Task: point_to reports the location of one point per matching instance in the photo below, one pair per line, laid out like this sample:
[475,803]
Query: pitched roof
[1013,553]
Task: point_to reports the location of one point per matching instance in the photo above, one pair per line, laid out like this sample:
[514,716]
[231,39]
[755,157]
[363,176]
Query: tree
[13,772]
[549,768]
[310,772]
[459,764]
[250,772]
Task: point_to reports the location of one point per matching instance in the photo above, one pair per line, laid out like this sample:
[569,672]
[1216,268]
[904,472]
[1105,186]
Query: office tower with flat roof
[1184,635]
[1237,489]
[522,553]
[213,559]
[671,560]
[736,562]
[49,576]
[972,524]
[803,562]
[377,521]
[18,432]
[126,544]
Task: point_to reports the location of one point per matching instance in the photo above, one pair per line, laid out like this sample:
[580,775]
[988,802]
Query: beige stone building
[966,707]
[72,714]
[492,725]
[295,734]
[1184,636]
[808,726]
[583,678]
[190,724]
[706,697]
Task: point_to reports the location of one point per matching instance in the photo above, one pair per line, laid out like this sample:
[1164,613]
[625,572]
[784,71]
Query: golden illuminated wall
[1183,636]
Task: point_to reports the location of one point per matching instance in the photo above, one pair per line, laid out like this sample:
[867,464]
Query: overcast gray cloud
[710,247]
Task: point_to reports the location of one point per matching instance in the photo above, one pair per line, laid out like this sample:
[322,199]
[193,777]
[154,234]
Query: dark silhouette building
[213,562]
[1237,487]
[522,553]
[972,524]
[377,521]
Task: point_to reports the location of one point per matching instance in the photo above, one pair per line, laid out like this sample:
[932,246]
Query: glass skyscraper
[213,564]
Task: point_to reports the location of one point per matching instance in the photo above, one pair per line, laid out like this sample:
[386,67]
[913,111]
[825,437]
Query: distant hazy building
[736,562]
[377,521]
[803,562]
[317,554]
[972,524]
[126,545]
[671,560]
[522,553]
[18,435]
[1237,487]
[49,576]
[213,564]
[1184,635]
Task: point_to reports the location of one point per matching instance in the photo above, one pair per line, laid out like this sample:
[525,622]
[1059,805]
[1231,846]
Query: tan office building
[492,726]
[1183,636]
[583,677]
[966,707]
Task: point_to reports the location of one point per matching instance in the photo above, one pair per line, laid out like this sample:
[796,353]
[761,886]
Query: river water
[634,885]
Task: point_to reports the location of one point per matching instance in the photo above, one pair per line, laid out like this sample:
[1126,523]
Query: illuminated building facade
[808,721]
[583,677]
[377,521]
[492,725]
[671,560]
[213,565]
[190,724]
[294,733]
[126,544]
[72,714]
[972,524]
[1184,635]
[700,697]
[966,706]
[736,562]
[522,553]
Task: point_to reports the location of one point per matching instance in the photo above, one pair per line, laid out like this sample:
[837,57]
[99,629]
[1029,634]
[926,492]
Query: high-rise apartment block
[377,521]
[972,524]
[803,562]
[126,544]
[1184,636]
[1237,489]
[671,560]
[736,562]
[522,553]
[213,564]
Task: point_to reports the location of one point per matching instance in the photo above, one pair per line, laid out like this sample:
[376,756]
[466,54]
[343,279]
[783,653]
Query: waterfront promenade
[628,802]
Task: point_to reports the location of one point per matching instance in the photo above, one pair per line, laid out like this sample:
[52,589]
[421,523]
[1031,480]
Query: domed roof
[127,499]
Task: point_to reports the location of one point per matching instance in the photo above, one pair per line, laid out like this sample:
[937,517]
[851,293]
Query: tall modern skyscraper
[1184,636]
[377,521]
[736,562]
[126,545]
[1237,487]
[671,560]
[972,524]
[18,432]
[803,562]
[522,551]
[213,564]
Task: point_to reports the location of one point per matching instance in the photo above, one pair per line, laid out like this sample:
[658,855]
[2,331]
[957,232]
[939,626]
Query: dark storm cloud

Directive: Every entry needs to be retyped exactly.

Answer to this problem:
Task: point_to reports the location of one point per matching instance in the photo below, one pair per line, laid out like this sample:
[475,803]
Query: pitched roof
[1013,553]
Task: point_to reports the location of one point per matching instance in the photo above, one pair per line, laid out like this sample:
[514,716]
[231,39]
[755,157]
[363,176]
Query: tree
[13,772]
[549,768]
[310,772]
[459,764]
[250,772]
Task: point_to reports the location of one point per matching instance in the photo above, one pair per line, laid out like this sample:
[569,672]
[1216,268]
[904,472]
[1105,186]
Query: office tower with flat roof
[1184,635]
[1237,489]
[522,553]
[213,559]
[671,560]
[736,562]
[49,576]
[972,524]
[803,562]
[377,521]
[18,432]
[126,544]
Task: point_to reports the location of one point per matching instance in the photo above, one pair per line, laid out like this sample:
[580,775]
[988,802]
Query: beige stone building
[966,707]
[72,714]
[492,725]
[295,734]
[1184,636]
[808,726]
[583,678]
[190,724]
[706,697]
Task: point_to reports the location of one point per matching instance in the photo above, one pair per line, laid out like this sample:
[1164,613]
[625,572]
[784,71]
Query: golden illuminated wall
[1183,636]
Task: point_to reports the location of one point per matching instance in the photo above, one pair per line, laid out like this sample:
[867,464]
Query: overcast gray cloud
[710,247]
Task: point_to reports the location of one point per matching instance in the photo above, one pair per line, laid out like this sample:
[322,199]
[193,777]
[154,234]
Query: dark silhouette building
[213,562]
[1237,487]
[522,553]
[972,524]
[377,521]
Task: point_to reports the location of one point per matching instance in the photo above, one pair per line, laid out like this sample:
[932,246]
Query: glass skyscraper
[213,564]
Task: point_to reports the location of one point per matching instance in the photo above, one pair per line, laid out like this sample:
[386,67]
[913,111]
[825,437]
Query: distant hazy building
[736,562]
[377,521]
[803,562]
[317,554]
[972,524]
[126,545]
[671,560]
[522,553]
[18,435]
[1237,487]
[49,576]
[213,564]
[1184,635]
Task: point_to reports the location of one point per matching instance in the photo above, one pair per line, laid out like this sample:
[525,622]
[1059,805]
[1231,846]
Query: tan office building
[492,726]
[1183,636]
[583,677]
[966,707]
Task: point_to reports the location of one point per matching instance in the photo above, one pair per line, laid out like this sample:
[796,353]
[761,886]
Query: river water
[634,885]
Task: point_to reports the location of one point per matching instance in the photo above, one pair per line, laid out like this sample:
[1126,523]
Query: illuminated building facade
[808,721]
[583,677]
[377,521]
[492,725]
[671,560]
[213,565]
[190,724]
[294,733]
[126,544]
[72,714]
[972,524]
[1184,635]
[700,697]
[966,706]
[736,562]
[522,553]
Task: point_to reports the location of one point per matching instance in the photo above, one pair per line, laid out like this sample:
[837,57]
[99,629]
[1029,634]
[926,492]
Query: high-rise apartment block
[377,521]
[972,524]
[803,562]
[126,544]
[1184,636]
[1237,489]
[671,560]
[736,562]
[522,553]
[213,564]
Task: point_to reports the location of one point per matching instance in the photo above, one pair per line, laid out like this sample:
[376,756]
[466,54]
[343,279]
[783,653]
Query: waterfront promenade
[628,802]
Task: point_to reports the location of one point per matching instance in the photo above, one pair per line, laid out like this sample:
[52,589]
[421,523]
[1031,480]
Query: domed roof
[127,499]
Task: point_to reports the location of one point per matching instance in the photo above, one pair per line, laid out like this sample:
[937,517]
[851,293]
Query: tall modern skyscraper
[1184,636]
[377,521]
[736,562]
[126,545]
[1237,487]
[671,560]
[972,524]
[18,432]
[803,562]
[522,551]
[213,564]
Task: point_to reports the location of one point per matching instance in the photo above, one pair per line, laid out like this sample:
[658,855]
[2,331]
[957,232]
[939,626]
Query: dark storm cloud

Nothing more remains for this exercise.